Activity -
For the word "rough", count the lines of the records that hold it, and give only that number.

*** Input data Section Begins ***

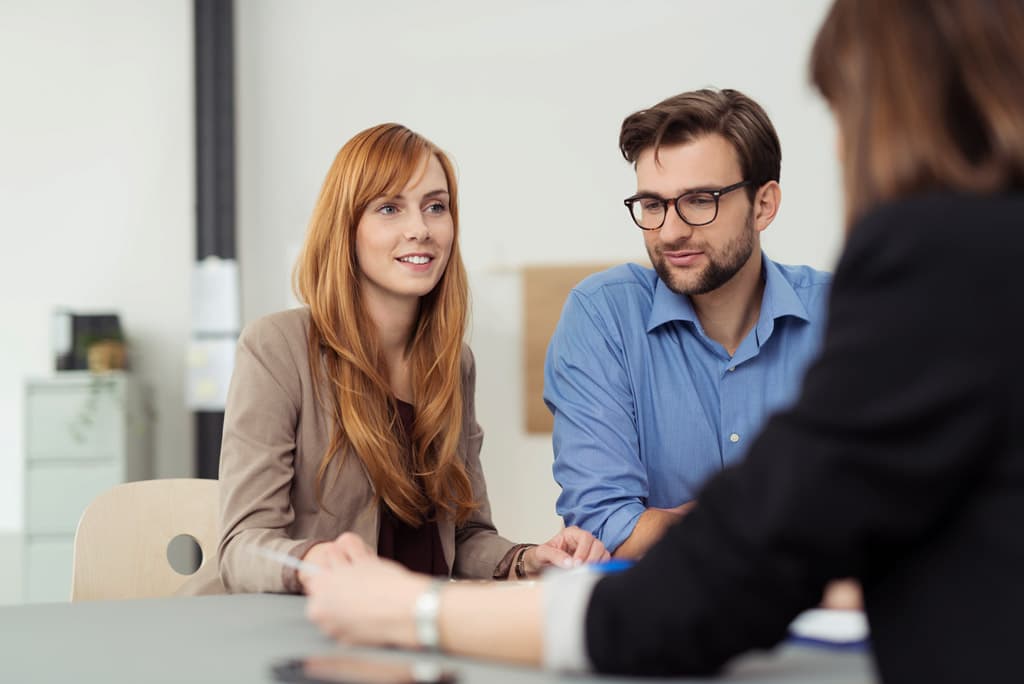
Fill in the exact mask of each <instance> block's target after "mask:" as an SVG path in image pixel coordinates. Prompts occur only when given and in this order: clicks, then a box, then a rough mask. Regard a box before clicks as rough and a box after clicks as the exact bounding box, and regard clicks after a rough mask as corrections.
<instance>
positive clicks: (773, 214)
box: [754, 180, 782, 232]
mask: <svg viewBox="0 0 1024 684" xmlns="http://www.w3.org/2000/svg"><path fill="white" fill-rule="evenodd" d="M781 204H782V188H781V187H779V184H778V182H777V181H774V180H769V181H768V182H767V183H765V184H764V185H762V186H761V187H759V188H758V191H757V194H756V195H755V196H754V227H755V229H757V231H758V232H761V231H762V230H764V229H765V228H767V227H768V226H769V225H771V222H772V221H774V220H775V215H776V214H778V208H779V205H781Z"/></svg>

*** Input data Section Ends ***
*** Input data Section Begins ***

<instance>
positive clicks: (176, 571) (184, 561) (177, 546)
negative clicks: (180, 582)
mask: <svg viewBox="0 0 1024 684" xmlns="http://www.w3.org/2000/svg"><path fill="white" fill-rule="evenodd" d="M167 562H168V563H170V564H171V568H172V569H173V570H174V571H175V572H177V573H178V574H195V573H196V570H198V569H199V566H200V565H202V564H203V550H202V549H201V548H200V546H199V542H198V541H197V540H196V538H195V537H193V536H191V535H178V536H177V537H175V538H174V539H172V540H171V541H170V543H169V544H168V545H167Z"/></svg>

*** Input data Section Ends ***
*** Input data Section Begins ***

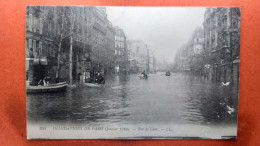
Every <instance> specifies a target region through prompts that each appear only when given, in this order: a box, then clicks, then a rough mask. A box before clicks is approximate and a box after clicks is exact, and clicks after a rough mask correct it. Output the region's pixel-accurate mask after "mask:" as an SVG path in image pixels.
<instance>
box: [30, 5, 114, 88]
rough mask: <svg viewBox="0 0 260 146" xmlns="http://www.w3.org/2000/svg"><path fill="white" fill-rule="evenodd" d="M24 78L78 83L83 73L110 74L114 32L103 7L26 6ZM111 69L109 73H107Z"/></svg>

*** Input data Section Ends ***

Final answer -
3